Type each record below again, with the same words.

Dataset excerpts:
((

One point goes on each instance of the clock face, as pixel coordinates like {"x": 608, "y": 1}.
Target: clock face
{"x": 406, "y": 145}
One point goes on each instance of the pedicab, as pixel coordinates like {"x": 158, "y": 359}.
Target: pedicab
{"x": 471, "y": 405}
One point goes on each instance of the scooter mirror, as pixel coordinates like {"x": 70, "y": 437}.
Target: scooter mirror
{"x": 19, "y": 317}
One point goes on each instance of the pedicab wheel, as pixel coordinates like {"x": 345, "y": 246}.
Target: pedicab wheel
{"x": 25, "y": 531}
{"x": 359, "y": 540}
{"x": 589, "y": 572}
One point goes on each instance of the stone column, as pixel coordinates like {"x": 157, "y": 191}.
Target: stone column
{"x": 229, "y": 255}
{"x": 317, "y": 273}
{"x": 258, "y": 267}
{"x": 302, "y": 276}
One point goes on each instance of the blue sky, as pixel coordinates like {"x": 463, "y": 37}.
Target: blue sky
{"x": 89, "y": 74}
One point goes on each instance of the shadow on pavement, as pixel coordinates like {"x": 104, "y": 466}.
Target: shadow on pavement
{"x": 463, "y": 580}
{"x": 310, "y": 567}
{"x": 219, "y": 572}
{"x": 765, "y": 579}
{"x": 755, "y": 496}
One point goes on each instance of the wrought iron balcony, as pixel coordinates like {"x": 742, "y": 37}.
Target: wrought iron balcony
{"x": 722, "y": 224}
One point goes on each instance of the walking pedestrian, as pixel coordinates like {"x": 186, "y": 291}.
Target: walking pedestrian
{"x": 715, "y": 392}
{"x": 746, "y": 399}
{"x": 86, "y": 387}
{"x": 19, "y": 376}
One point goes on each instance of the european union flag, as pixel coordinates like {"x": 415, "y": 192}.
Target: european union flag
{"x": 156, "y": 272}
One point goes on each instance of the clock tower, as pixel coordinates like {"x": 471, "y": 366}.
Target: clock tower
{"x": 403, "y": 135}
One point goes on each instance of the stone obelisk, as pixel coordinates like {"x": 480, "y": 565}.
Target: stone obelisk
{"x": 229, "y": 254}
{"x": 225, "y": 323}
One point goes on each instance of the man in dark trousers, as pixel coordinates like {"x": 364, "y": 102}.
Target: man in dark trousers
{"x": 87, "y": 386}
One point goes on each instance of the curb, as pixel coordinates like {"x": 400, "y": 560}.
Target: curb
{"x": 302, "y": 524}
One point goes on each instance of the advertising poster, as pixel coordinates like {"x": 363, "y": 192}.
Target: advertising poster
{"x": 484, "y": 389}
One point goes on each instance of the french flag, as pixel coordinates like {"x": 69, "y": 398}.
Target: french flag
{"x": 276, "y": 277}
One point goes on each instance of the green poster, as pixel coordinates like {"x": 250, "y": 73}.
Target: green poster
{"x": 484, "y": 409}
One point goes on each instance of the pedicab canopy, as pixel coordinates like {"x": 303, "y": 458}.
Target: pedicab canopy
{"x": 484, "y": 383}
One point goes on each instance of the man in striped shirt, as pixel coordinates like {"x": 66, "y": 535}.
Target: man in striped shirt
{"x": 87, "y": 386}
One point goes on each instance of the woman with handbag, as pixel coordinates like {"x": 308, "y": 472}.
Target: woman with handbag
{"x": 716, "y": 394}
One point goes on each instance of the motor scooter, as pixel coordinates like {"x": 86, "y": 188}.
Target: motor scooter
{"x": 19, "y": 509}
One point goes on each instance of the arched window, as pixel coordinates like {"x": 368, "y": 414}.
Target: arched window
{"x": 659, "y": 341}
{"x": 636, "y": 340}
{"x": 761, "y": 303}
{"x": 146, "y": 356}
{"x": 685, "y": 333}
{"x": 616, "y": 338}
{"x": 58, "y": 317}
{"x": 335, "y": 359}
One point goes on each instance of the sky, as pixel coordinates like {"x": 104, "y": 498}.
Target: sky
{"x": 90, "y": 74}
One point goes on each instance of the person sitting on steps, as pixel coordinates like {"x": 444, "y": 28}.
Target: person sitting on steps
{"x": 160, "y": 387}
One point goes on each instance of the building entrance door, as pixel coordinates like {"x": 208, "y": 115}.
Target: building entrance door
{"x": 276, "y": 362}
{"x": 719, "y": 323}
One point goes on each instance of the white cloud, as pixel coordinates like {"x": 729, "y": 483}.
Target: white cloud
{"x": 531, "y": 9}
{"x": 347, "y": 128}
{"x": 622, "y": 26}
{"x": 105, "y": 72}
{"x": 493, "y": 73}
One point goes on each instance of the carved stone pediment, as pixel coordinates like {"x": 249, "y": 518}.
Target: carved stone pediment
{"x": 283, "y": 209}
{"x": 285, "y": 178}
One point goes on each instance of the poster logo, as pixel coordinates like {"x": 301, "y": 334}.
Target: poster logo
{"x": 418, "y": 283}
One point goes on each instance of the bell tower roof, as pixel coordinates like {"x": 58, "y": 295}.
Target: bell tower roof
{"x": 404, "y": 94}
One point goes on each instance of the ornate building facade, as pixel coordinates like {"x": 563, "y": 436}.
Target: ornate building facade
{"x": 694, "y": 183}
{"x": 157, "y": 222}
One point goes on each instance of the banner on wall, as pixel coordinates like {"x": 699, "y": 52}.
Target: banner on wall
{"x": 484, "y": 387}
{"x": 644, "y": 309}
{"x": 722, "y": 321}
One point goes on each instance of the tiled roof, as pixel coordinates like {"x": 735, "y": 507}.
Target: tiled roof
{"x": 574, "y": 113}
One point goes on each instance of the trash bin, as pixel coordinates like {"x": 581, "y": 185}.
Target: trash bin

))

Task response:
One point goes on each instance of the clock face, as pixel coordinates like {"x": 608, "y": 1}.
Target: clock face
{"x": 406, "y": 145}
One point goes on each instance of the pedicab, as pixel coordinates like {"x": 158, "y": 359}.
Target: pedicab
{"x": 471, "y": 405}
One point goes on each instance of the scooter mirror, as pixel coordinates like {"x": 70, "y": 437}.
Target: scooter mirror
{"x": 19, "y": 317}
One point goes on each instance of the pedicab wheel, as pixel coordinates like {"x": 345, "y": 246}.
Target: pedicab wheel
{"x": 25, "y": 531}
{"x": 359, "y": 540}
{"x": 589, "y": 572}
One point goes on each instance of the stone column, as pixel coordinates like {"x": 157, "y": 191}.
Target: stone column
{"x": 229, "y": 255}
{"x": 317, "y": 273}
{"x": 258, "y": 267}
{"x": 302, "y": 276}
One point goes on each instance of the blue sky, as pixel coordinates like {"x": 463, "y": 37}.
Target: blue sky
{"x": 89, "y": 74}
One point goes on each instance of the shadow on pavement, as pixel coordinates like {"x": 104, "y": 466}.
Target: shadow on pavement
{"x": 463, "y": 580}
{"x": 310, "y": 567}
{"x": 219, "y": 572}
{"x": 765, "y": 579}
{"x": 755, "y": 496}
One point goes on each instance of the wrought iron balcony, as pixel coordinates like {"x": 742, "y": 37}.
Target: wrought iron balcony
{"x": 722, "y": 224}
One point goes on each instance of the walking pedestrian, as pixel coordinates like {"x": 186, "y": 291}.
Target: walking pedestrian
{"x": 715, "y": 392}
{"x": 746, "y": 399}
{"x": 86, "y": 387}
{"x": 19, "y": 376}
One point goes on each instance of the european union flag, as pixel coordinates like {"x": 415, "y": 192}.
Target: european union flag
{"x": 156, "y": 272}
One point goes on each instance of the clock tower, as pixel coordinates like {"x": 471, "y": 366}.
Target: clock tower
{"x": 403, "y": 135}
One point goes on each instance of the stone obelisk, as pixel coordinates like {"x": 480, "y": 565}.
Target: stone obelisk
{"x": 229, "y": 254}
{"x": 225, "y": 323}
One point goes on each instance of the man in dark trousers, as pixel coordinates like {"x": 364, "y": 102}.
Target: man in dark trousers
{"x": 87, "y": 386}
One point goes on each instance of the curb, as pixel coordinates like {"x": 400, "y": 560}.
Target: curb
{"x": 302, "y": 524}
One point goes on each instance of the advertising poster, as pixel coordinates like {"x": 363, "y": 192}.
Target: advertising poster
{"x": 484, "y": 389}
One point goes on each instance of the french flag, as pixel coordinates like {"x": 69, "y": 398}.
Target: french flag
{"x": 276, "y": 277}
One point goes on each instance of the green poster, as pixel coordinates like {"x": 250, "y": 73}.
Target: green poster
{"x": 484, "y": 409}
One point goes on each instance of the pedicab canopy, as pixel coordinates like {"x": 303, "y": 458}.
Target: pedicab canopy
{"x": 484, "y": 383}
One point goes on each instance of the man in striped shirt, as pixel coordinates like {"x": 66, "y": 535}.
Target: man in striped shirt
{"x": 87, "y": 386}
One point goes on each instance of the woman with handbag, as pixel coordinates like {"x": 308, "y": 472}.
Target: woman with handbag
{"x": 716, "y": 394}
One point goes on each instance of the motor scooter, as pixel coordinates like {"x": 86, "y": 188}.
Target: motor scooter
{"x": 19, "y": 509}
One point goes on each instance of the arched window, as pixel coordinates like {"x": 368, "y": 414}.
Target: arched window
{"x": 659, "y": 341}
{"x": 636, "y": 340}
{"x": 761, "y": 303}
{"x": 146, "y": 356}
{"x": 685, "y": 333}
{"x": 616, "y": 338}
{"x": 58, "y": 317}
{"x": 335, "y": 359}
One point goes on each instance of the sky, as pixel coordinates like {"x": 104, "y": 498}.
Target: sky
{"x": 90, "y": 74}
One point goes on each instance of the person sitting on steps, as pixel coordinates like {"x": 444, "y": 28}.
Target: person sitting on steps
{"x": 160, "y": 387}
One point goes on each instance of the building entrance door, as pixel coordinates like {"x": 208, "y": 115}.
Target: building entrance door
{"x": 276, "y": 362}
{"x": 719, "y": 323}
One point goes on each instance of the white cloud, as pixel coordinates like {"x": 729, "y": 483}.
Target: white cloud
{"x": 531, "y": 9}
{"x": 347, "y": 128}
{"x": 622, "y": 26}
{"x": 105, "y": 72}
{"x": 493, "y": 73}
One point goes on each instance of the carved stone pediment, as pixel coordinates like {"x": 249, "y": 518}.
Target: carved stone pediment
{"x": 283, "y": 209}
{"x": 285, "y": 178}
One point goes on each instance of the poster logo, as pixel coordinates like {"x": 301, "y": 334}.
Target: poster logo
{"x": 418, "y": 283}
One point goes on each instance of the bell tower roof, as pixel coordinates like {"x": 58, "y": 295}.
Target: bell tower roof
{"x": 404, "y": 94}
One point goes on each instance of the ornate building facade, as pixel coordinates like {"x": 563, "y": 436}.
Target: ornate building facade
{"x": 694, "y": 183}
{"x": 157, "y": 222}
One point goes on each instance of the banner on wall, as pixel coordinates like {"x": 699, "y": 52}.
Target: banner on wall
{"x": 484, "y": 387}
{"x": 644, "y": 309}
{"x": 722, "y": 321}
One point goes on each instance of the tiled roof, as pixel coordinates like {"x": 735, "y": 507}.
Target: tiled roof
{"x": 574, "y": 113}
One point goes on each instance of the trash bin, as pixel coordinates like {"x": 581, "y": 185}.
Target: trash bin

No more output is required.